DIRECTIONS: Begin at the line below that contains "of the shaded". Repeat it and all remaining lines of the records exactly.

**** PROVIDED INFORMATION ****

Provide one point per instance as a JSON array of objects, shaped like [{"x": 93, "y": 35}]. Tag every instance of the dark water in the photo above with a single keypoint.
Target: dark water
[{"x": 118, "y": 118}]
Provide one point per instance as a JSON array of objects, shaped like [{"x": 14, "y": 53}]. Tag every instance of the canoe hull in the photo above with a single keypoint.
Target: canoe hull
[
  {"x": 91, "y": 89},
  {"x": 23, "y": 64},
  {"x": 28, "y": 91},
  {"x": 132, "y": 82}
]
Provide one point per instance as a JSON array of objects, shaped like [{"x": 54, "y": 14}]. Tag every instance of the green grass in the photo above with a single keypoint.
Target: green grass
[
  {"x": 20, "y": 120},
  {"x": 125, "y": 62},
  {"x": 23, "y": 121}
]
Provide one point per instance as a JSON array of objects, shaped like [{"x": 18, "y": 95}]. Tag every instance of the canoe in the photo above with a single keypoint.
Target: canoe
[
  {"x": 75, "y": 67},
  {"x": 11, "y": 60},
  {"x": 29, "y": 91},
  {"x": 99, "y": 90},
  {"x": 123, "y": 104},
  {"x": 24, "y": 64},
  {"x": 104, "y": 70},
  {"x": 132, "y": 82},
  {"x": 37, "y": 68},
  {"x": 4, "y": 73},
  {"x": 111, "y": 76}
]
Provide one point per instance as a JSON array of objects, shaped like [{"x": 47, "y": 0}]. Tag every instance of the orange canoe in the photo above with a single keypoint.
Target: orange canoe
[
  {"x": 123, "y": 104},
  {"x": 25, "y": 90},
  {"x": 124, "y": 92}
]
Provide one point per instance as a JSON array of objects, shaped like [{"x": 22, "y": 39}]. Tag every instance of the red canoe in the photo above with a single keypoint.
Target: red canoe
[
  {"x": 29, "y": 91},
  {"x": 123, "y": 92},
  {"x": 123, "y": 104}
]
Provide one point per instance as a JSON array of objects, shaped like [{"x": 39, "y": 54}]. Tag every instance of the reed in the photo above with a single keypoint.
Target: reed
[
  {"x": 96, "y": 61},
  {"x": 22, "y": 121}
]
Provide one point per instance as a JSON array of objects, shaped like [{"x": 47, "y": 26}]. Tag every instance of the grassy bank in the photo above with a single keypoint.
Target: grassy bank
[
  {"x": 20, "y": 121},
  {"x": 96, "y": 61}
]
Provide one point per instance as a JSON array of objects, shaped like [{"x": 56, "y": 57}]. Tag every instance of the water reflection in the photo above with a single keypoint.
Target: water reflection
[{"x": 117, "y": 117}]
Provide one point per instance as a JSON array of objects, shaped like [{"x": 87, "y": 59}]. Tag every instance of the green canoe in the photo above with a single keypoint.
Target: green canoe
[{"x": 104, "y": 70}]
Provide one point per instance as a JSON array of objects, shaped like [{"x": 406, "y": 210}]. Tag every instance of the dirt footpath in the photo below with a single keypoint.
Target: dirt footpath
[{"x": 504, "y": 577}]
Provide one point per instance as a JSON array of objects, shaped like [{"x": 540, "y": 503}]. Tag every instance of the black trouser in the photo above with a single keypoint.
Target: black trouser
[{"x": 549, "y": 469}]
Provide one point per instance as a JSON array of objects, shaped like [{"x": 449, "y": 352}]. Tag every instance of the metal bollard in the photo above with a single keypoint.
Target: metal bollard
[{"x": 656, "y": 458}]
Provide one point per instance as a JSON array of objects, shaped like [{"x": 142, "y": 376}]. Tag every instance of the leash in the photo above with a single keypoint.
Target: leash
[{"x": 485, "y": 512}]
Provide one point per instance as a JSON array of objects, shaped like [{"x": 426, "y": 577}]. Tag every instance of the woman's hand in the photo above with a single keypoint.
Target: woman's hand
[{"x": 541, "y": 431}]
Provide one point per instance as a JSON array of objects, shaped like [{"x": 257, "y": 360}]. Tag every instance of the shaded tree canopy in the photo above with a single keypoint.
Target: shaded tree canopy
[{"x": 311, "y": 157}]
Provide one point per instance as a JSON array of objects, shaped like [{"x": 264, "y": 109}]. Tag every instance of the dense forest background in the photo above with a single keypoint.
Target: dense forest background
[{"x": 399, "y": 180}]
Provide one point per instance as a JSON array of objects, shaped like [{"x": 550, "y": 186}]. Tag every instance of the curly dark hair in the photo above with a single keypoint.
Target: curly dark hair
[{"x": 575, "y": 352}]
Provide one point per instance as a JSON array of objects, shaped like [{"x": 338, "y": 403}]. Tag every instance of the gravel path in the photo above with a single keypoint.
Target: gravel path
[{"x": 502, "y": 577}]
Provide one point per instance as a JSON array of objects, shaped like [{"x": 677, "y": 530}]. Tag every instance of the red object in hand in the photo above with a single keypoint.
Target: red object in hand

****

ANSWER IN FULL:
Provide one point per instance as a JSON array of objects, shaped like [{"x": 257, "y": 360}]. Tag every instance of the shaded tree canopy in the photo above with a single keypoint.
Target: shaded tree canopy
[{"x": 311, "y": 157}]
Provide one point per instance as a JSON array of objects, shaped like [{"x": 264, "y": 109}]. Tag every instance of the dense forest background in the photo above with a single keypoint.
Target: dense forest background
[{"x": 399, "y": 180}]
Provide one point per instance as a JSON array of objects, shaped like [{"x": 550, "y": 186}]. Tag every instance of the curly dark hair in the photo above with a single keypoint.
Target: curly dark hair
[{"x": 575, "y": 352}]
Provide one point per instance as a JSON array of objects, shaped like [{"x": 338, "y": 403}]. Tag every instance of the gravel path in the photo above with a single keypoint.
Target: gravel path
[{"x": 502, "y": 577}]
Provide one point per instance as a JSON array of objects, shaped like [{"x": 677, "y": 530}]. Tag every instance of the red object in hand in the photo above with a single keypoint.
Target: red object in hand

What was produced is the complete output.